-- begin --

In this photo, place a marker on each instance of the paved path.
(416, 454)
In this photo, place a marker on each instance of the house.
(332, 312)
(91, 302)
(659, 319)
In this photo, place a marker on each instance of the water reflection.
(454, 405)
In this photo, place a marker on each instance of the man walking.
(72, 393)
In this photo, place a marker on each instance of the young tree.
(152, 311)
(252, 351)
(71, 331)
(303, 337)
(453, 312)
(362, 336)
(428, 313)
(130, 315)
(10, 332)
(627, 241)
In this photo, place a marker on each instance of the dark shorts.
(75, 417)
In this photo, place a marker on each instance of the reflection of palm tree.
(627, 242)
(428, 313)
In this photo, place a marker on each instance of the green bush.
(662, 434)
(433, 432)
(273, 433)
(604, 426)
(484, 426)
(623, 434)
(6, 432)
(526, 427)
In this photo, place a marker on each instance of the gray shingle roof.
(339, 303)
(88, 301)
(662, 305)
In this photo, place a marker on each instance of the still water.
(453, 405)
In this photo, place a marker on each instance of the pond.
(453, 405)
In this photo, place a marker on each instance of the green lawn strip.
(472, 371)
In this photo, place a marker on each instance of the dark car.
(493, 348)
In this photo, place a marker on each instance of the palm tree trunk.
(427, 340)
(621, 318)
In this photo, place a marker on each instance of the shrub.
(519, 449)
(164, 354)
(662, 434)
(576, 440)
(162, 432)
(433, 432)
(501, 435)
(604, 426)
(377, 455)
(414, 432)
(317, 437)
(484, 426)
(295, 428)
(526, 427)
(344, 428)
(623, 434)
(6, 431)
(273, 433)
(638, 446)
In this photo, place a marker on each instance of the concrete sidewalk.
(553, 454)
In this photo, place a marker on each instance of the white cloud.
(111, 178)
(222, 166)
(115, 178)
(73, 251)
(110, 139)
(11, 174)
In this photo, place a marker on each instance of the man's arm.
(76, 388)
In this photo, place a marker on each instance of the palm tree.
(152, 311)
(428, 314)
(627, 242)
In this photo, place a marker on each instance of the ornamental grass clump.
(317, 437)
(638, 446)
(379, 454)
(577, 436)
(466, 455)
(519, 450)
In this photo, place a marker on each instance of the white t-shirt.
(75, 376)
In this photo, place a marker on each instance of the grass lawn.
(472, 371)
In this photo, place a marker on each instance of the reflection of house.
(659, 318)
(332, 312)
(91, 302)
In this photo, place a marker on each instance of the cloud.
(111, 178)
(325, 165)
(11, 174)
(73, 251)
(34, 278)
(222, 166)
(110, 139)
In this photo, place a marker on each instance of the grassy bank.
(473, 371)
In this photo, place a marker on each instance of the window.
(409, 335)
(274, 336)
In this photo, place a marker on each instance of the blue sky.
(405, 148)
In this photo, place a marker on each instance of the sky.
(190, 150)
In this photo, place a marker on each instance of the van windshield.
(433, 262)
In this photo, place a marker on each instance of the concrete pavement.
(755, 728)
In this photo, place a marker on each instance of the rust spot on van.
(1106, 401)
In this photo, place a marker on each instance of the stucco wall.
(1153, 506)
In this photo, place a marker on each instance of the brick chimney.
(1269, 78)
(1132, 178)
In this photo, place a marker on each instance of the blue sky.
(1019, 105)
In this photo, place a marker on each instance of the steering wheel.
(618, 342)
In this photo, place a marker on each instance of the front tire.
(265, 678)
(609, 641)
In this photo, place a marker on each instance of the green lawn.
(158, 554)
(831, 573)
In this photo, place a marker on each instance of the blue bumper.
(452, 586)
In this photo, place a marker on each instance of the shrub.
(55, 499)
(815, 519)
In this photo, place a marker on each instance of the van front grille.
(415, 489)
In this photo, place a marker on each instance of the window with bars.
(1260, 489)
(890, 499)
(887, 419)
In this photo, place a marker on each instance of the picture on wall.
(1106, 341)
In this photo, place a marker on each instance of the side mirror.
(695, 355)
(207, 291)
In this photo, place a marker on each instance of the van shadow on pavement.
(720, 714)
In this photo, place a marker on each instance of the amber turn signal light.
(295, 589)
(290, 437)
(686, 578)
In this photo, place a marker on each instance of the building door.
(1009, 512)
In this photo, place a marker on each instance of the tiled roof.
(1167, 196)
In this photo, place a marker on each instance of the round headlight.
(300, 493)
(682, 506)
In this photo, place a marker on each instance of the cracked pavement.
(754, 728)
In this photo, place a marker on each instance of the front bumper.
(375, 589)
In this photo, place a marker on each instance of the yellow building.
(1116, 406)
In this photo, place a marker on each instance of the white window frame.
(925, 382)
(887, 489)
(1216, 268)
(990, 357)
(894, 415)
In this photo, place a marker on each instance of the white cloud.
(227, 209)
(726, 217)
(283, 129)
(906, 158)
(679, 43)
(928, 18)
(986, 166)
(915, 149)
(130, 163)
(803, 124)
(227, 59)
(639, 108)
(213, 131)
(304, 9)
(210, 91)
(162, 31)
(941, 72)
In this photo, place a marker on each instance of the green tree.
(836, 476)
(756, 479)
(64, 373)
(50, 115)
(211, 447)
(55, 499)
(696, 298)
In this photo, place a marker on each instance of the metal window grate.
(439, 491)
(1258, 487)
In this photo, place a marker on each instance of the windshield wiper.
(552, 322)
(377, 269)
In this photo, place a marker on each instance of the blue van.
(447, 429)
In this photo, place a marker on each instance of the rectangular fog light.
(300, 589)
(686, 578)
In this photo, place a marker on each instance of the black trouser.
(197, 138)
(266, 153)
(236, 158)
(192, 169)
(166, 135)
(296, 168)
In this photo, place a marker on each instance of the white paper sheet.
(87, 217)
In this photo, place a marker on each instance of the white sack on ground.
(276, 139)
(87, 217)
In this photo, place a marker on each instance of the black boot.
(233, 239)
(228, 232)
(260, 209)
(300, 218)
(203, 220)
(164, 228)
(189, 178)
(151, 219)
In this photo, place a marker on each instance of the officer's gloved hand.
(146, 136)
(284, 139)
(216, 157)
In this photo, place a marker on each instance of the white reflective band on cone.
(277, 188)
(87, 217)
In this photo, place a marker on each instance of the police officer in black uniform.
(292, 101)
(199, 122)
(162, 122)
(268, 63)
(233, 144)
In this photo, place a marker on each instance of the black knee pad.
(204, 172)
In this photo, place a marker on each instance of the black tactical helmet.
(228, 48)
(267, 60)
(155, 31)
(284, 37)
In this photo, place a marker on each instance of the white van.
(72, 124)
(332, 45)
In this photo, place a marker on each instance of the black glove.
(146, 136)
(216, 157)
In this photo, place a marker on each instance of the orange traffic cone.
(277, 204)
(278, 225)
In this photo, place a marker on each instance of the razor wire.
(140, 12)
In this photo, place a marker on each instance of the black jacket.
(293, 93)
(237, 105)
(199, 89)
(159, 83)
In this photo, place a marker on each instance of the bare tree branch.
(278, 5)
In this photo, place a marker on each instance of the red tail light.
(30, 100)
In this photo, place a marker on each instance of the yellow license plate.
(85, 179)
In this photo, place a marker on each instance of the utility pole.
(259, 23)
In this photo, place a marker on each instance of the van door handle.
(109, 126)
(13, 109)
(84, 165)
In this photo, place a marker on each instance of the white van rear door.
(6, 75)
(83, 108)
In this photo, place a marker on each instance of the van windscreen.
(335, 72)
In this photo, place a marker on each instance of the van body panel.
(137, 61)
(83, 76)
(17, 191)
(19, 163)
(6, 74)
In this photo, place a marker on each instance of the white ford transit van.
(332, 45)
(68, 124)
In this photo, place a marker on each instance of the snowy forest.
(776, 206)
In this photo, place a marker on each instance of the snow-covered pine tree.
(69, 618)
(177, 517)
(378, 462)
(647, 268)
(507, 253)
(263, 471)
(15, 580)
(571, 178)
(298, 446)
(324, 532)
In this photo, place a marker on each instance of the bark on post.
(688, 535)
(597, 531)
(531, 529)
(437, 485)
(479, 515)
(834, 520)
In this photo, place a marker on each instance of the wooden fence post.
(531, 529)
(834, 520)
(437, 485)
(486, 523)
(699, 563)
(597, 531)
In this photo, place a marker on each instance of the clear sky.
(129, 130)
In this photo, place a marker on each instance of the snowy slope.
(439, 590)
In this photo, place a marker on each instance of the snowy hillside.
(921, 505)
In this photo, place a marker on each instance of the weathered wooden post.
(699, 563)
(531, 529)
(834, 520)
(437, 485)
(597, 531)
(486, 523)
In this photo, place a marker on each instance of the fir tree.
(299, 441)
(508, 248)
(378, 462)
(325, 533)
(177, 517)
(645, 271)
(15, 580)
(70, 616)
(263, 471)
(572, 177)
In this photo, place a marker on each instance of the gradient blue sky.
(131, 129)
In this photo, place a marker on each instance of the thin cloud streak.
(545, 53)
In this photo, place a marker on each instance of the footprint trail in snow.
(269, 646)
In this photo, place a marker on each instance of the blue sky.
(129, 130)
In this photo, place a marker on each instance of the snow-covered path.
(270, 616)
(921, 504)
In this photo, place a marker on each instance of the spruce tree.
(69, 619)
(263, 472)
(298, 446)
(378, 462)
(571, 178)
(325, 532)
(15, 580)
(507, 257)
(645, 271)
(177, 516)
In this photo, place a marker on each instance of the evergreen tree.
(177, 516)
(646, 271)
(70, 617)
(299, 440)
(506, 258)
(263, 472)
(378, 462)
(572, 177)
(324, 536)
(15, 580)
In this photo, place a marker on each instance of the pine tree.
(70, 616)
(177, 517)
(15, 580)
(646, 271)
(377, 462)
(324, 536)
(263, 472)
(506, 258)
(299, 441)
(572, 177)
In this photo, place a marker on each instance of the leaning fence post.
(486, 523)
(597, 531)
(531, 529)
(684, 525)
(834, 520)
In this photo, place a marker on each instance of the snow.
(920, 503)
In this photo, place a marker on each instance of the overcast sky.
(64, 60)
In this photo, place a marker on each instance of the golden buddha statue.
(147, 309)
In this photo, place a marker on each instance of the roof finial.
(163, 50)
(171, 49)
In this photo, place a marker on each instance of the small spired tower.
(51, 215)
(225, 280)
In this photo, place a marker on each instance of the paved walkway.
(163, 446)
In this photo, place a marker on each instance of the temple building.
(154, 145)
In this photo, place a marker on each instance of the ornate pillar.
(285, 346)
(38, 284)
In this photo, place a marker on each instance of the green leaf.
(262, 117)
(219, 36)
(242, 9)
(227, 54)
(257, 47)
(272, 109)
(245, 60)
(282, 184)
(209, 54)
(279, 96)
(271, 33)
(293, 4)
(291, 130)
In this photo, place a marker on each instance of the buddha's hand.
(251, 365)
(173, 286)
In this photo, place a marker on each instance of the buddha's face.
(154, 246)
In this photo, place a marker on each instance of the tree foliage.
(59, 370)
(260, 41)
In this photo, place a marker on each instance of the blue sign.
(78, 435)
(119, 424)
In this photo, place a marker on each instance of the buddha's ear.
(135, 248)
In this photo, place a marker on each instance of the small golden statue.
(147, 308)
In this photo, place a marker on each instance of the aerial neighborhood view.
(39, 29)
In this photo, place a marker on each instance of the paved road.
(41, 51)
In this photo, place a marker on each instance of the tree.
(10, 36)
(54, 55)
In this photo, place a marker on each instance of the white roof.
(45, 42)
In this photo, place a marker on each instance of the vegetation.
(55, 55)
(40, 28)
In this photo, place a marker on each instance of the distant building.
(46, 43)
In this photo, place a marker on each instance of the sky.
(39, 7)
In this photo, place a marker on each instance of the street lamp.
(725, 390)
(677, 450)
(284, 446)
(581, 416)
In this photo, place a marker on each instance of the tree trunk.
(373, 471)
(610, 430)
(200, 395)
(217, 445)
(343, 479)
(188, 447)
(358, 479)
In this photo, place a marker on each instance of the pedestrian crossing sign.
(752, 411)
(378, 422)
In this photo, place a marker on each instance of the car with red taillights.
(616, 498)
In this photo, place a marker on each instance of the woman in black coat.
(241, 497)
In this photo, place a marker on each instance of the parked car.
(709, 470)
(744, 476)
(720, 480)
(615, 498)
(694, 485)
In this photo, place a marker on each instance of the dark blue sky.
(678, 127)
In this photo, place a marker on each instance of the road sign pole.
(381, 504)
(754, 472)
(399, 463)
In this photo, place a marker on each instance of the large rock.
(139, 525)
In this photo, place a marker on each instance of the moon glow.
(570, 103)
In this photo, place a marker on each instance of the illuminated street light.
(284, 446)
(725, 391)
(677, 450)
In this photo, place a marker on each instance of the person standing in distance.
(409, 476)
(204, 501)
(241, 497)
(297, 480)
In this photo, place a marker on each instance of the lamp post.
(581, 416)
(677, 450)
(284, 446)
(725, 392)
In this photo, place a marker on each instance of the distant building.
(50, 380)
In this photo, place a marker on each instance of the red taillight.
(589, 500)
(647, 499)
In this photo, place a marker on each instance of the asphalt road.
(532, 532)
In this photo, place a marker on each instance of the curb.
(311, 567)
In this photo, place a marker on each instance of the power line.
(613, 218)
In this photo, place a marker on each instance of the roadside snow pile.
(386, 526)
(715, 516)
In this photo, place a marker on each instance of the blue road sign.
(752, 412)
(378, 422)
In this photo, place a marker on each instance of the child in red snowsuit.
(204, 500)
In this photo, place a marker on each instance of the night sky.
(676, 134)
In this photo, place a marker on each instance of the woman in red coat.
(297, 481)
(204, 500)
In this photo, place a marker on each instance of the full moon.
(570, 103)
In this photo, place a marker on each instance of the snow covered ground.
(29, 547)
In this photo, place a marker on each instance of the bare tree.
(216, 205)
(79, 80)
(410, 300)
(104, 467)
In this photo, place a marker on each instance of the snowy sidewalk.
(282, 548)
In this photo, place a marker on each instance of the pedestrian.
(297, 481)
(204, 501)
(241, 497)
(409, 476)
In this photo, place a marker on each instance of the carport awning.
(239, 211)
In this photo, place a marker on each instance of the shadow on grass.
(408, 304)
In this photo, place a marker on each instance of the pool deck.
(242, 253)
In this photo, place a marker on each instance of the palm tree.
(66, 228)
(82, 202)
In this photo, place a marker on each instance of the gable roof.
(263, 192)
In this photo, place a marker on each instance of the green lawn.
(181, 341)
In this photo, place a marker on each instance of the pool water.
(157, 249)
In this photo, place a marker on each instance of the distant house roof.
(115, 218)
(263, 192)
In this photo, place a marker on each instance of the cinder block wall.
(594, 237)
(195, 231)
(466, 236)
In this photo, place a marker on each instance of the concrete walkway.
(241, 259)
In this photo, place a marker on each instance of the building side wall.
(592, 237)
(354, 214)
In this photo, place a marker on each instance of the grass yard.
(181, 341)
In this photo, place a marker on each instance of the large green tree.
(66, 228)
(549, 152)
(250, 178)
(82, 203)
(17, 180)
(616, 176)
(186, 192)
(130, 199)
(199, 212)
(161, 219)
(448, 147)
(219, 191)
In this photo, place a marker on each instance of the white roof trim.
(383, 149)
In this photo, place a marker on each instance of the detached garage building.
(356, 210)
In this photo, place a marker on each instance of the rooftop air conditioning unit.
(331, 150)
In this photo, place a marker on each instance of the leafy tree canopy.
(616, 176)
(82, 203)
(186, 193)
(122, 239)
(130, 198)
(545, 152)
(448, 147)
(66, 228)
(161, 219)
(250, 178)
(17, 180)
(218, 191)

-- end --

* WRITTEN INSTRUCTION: Can you scale the entries from the line containing "the dark car." up to and including the line containing "(1153, 506)" by rewriting every line, requests included, with each coordinate in the answers multiplied by 0.4 and rounded to a whole number, halves rounding up? Return only those lines.

* ANSWER TO THIS TASK:
In this photo, place a marker on each instance of the dark car.
(197, 139)
In this photo, place a marker on each instance of the palm tree trunk.
(171, 136)
(248, 127)
In this photo, place a marker on each instance of the shrub.
(208, 180)
(66, 142)
(265, 174)
(230, 176)
(65, 173)
(173, 173)
(200, 174)
(242, 170)
(151, 182)
(166, 173)
(127, 175)
(194, 170)
(118, 171)
(210, 171)
(138, 171)
(249, 174)
(2, 172)
(109, 173)
(255, 178)
In this photo, place a marker on each instance of the concrete sidewalk.
(221, 182)
In this photo, place a marker on each instance of the white cloud.
(44, 71)
(89, 66)
(46, 71)
(29, 100)
(44, 56)
(4, 70)
In this photo, place a marker on each instance of the man's arm.
(30, 155)
In this photo, place a marker on each instance of the palm tree.
(61, 124)
(171, 126)
(251, 97)
In this photo, place a marker on each instance of the ornamental grass clump.
(127, 175)
(255, 178)
(152, 182)
(231, 174)
(186, 182)
(208, 180)
In this photo, place a marker on each instance of the white t-shirt.
(30, 150)
In this photo, place a marker on each instance of the grass lawn.
(189, 148)
In this photo, place a marker on each instance of the reflection of house.
(264, 127)
(133, 125)
(36, 121)
In this photo, place a marker on each instance of the cloud.
(44, 71)
(130, 66)
(4, 70)
(29, 100)
(14, 111)
(89, 66)
(44, 56)
In this photo, place a marker on each instance of the grassy bank.
(189, 148)
In this photo, place a marker on each instance of the window.
(164, 134)
(110, 134)
In this photo, place a marker on each instance of the blue sky.
(162, 59)
In this photo, place a marker on each instance of the sky.
(76, 60)
In this photo, place a marker on each instance of the van windshield.
(173, 105)
In this photo, place a marker on each instance of the concrete pavement.
(302, 291)
In this photo, place a marker on each instance of the rust spot on van.
(442, 160)
In this photo, place a marker on each instance of the stucco wall.
(461, 202)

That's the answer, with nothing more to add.